» **Text segment**:

= = =

This is a picture I keep going back to.... the magnificent Fort in Lisbon. It was a terrific evening.... and I couldn't stop clicking.
Am in Delhi for two days.... may or may not be in this space.... you have been warned!
My column in Bombay times today...
Hai! Hai! Now funerals as ‘events’…
“Itna sanaata kyun hai, bhai?” could well be A.K.Hangal’s epitaph. Such is the irony and tragedy of life. When the senior actor passed away at age 98, after dedicating over 50 years of his life to movies and theatre, merely a handful from the film industry showed up to pay their last respects. Hangal’s one liner from ‘Sholay’ ( “Itna sanaata…”) must have reverberated in the Vile Parle crematorium where his last rites were performed by his grieving son, surrounded by Raza Murad, Ila Aroon and a few others. Such a poor showing for a Padma Bhushan awardee, who had acted in more than 200 films! Expecting major stars to turn up at the funeral, the Mumbai police had arranged for a bandobast… but obviously, the big guys had other priorities. However, it has to be said that when funds were required to pay Hangal’s mounting medical bills, and it became known that the actor was leading a life of penury, several large hearted stars like Amitabh Bachchan, Aamir Khan, Salman Khan and Mithun Chakraborthy, generously came forward to help the family. All the more distressing that the turn out at the Grand Old Man’s funeral was as low…. Even if the tributes were lavish.

= = =

» **Data for analysis**:
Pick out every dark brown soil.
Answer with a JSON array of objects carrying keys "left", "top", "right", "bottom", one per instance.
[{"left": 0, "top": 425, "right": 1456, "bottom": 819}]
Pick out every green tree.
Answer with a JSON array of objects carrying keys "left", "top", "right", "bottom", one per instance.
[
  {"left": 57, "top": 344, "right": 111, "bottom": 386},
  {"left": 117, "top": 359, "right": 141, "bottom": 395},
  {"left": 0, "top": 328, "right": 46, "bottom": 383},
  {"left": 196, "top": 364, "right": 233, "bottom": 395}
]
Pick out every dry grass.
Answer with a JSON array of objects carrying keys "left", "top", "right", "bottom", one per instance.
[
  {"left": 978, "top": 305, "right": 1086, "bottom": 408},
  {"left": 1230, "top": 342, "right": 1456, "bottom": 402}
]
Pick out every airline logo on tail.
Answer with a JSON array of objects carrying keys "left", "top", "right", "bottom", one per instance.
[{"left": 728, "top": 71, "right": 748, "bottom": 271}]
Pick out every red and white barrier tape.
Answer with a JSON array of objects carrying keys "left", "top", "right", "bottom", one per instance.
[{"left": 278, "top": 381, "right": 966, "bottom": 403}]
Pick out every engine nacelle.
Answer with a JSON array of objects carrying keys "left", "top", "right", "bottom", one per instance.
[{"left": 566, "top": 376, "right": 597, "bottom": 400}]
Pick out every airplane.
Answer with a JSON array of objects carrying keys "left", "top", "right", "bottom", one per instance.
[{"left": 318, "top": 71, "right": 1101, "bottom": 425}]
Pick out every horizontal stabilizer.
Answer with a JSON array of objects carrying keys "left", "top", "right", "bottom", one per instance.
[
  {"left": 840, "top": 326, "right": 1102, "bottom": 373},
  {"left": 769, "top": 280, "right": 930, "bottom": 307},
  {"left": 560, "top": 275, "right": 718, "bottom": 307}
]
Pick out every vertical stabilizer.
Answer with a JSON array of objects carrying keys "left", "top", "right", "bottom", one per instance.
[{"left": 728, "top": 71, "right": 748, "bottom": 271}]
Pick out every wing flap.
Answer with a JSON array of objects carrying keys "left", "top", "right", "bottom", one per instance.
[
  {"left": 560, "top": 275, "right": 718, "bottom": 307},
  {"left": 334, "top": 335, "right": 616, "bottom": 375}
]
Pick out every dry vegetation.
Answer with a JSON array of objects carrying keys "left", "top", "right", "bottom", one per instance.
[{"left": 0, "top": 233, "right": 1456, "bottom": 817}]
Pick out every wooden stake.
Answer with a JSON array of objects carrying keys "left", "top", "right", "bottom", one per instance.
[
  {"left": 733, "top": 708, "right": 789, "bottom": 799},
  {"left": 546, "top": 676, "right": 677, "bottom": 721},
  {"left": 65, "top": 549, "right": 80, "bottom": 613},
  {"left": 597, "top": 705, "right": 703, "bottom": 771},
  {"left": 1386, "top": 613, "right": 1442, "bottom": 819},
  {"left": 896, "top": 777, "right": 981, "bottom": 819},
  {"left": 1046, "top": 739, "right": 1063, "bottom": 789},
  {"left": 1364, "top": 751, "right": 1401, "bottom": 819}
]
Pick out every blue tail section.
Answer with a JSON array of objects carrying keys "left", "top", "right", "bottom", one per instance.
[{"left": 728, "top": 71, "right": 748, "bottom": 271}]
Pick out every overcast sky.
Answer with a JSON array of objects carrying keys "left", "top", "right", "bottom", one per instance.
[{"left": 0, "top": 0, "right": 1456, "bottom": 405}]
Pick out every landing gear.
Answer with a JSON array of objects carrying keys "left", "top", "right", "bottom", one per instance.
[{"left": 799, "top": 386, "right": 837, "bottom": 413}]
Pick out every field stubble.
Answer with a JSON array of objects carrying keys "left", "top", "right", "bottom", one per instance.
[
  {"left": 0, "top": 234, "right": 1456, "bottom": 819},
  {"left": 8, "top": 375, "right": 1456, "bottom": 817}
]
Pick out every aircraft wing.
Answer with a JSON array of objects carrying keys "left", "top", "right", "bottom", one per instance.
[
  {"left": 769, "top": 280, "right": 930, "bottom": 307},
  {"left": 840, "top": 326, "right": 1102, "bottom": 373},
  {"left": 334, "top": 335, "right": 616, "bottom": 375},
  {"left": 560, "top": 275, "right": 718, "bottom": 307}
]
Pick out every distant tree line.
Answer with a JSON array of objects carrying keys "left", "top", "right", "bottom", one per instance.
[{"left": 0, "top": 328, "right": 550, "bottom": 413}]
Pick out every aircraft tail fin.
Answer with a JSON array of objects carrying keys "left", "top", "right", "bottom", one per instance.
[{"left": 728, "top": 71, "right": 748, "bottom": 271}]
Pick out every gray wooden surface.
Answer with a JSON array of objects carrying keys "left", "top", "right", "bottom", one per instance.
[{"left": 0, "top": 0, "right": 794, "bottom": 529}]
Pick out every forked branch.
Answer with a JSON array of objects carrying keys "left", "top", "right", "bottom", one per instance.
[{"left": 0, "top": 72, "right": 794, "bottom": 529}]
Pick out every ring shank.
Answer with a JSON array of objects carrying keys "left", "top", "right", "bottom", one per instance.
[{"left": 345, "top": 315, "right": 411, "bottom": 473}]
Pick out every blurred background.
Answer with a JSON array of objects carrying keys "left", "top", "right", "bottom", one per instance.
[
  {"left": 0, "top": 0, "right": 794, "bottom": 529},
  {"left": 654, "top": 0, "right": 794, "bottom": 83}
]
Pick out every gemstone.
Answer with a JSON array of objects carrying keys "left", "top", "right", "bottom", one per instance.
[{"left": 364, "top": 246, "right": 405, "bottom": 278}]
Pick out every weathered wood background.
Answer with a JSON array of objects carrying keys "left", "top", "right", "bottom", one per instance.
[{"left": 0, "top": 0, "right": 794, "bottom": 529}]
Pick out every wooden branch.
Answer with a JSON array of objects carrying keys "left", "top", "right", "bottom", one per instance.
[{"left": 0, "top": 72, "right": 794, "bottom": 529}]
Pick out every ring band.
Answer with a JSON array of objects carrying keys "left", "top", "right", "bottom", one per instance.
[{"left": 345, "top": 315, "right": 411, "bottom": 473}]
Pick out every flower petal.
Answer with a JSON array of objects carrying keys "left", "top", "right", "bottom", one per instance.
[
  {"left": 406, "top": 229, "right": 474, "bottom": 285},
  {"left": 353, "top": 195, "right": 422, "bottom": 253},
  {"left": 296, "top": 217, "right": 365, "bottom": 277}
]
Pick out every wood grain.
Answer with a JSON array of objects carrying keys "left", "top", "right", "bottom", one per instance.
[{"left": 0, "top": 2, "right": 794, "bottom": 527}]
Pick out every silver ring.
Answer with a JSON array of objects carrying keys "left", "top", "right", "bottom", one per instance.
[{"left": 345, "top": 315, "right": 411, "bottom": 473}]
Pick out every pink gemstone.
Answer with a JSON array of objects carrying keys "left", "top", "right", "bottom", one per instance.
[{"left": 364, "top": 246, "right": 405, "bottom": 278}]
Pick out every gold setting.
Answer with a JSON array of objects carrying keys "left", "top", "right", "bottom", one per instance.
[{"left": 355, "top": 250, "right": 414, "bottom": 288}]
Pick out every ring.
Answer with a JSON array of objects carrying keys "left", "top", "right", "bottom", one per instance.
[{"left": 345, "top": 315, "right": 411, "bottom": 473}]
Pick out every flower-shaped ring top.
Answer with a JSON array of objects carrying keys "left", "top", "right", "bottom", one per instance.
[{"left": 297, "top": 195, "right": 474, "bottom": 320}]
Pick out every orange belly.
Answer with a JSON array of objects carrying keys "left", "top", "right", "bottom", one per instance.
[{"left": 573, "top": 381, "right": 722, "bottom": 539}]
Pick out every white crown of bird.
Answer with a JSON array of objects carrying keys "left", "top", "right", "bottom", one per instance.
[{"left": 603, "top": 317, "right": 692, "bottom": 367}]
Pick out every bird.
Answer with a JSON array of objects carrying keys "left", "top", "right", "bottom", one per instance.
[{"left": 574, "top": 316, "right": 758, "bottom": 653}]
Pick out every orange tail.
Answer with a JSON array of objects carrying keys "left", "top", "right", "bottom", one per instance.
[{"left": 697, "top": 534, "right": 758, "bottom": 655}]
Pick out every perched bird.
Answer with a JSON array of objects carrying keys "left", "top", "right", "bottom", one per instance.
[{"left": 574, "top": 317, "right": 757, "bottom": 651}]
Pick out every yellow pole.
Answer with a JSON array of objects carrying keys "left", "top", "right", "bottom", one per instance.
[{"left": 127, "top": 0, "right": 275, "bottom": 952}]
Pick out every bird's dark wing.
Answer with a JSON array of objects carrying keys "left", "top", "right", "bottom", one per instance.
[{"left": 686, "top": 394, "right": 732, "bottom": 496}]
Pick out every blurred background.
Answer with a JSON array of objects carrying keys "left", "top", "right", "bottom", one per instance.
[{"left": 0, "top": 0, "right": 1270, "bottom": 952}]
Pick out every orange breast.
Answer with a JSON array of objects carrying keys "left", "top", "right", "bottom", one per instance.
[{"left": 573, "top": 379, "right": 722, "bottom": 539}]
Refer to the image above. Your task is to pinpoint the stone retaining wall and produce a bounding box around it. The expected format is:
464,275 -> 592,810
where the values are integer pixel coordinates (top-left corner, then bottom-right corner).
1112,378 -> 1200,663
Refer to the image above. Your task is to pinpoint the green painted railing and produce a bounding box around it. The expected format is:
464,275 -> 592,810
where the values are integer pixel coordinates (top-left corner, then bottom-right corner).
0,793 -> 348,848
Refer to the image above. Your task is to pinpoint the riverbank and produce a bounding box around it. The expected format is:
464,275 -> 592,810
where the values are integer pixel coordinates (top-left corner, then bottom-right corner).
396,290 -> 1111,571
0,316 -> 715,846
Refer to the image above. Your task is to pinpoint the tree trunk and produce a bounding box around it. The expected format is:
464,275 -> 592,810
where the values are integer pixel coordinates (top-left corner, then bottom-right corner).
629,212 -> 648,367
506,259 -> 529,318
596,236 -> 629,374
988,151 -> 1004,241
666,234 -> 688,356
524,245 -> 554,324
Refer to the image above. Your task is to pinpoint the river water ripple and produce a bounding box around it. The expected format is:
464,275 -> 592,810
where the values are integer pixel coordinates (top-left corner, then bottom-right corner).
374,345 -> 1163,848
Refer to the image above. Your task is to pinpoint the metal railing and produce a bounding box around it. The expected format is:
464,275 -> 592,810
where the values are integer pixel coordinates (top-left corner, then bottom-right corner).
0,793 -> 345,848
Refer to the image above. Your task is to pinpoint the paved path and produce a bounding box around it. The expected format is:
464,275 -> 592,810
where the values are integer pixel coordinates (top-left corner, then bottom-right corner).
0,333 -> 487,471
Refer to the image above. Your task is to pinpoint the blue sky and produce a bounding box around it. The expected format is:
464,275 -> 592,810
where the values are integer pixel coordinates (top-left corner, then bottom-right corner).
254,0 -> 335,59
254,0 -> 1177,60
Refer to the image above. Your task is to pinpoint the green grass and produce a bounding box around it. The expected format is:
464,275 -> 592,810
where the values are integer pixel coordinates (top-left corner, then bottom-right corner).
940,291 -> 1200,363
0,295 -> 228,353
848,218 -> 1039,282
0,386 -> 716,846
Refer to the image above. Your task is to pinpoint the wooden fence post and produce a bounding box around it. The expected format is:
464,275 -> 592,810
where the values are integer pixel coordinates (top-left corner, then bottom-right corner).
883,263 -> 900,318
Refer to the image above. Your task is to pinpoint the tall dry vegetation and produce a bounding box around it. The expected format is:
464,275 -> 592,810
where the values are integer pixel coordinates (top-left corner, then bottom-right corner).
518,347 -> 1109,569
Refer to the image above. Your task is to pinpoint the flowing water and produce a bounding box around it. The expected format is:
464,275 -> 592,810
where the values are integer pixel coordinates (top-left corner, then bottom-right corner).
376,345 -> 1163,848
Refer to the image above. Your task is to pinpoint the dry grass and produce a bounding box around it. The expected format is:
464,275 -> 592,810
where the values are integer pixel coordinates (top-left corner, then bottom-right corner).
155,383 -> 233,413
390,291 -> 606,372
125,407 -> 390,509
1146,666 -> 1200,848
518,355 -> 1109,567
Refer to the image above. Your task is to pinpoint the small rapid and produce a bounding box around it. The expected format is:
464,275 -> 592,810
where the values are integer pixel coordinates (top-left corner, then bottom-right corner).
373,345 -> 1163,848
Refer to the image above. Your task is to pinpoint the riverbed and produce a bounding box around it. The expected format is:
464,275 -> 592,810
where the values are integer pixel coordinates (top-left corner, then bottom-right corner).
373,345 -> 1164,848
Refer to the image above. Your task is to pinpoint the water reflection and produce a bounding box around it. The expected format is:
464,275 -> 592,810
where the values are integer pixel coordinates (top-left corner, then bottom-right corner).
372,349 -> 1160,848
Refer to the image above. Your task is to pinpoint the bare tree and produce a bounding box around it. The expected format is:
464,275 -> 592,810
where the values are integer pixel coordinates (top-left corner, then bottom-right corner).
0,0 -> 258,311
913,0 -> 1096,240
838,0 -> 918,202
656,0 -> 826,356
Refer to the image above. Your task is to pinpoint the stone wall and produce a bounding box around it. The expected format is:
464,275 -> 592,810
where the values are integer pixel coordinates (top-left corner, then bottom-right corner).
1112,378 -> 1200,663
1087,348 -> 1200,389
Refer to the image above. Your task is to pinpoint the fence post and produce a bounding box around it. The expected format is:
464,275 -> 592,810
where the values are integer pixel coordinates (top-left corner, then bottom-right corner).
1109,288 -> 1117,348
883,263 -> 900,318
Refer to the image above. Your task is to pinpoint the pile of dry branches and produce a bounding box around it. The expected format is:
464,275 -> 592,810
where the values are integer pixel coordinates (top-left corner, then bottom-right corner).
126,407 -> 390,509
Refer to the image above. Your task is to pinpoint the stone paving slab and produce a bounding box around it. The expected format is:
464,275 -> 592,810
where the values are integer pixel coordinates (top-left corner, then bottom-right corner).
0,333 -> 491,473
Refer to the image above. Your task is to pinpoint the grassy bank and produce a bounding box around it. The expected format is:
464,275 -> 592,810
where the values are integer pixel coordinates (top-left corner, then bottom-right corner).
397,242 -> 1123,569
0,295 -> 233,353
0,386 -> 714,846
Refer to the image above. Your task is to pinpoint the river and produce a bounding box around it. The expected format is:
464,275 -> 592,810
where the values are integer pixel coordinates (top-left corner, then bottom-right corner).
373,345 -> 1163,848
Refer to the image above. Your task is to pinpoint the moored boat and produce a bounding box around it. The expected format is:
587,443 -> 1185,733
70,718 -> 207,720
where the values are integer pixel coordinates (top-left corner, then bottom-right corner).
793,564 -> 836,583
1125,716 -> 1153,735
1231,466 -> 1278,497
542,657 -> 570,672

= = =

» **Tasks to perform**:
a) Say whether each statement agrees with the blog post. Answer yes or no, and quote the deciding words.
(i) A.K. Hangal's last rites were performed by his son.
(ii) The Mumbai police made no arrangements for the funeral.
(iii) Hangal acted in fewer than 100 films.
b) Answer these questions from the blog post.
(i) In which city is the fort in the picture?
(ii) How long is the writer in Delhi?
(iii) At what age did A.K. Hangal pass away?

» **Task-by-task results**:
a)
(i) Yes: "where his last rites were performed by his grieving son"
(ii) No: "the Mumbai police had arranged for a bandobast"
(iii) No: "who had acted in more than 200 films"

b)
(i) Lisbon
(ii) Two days
(iii) 98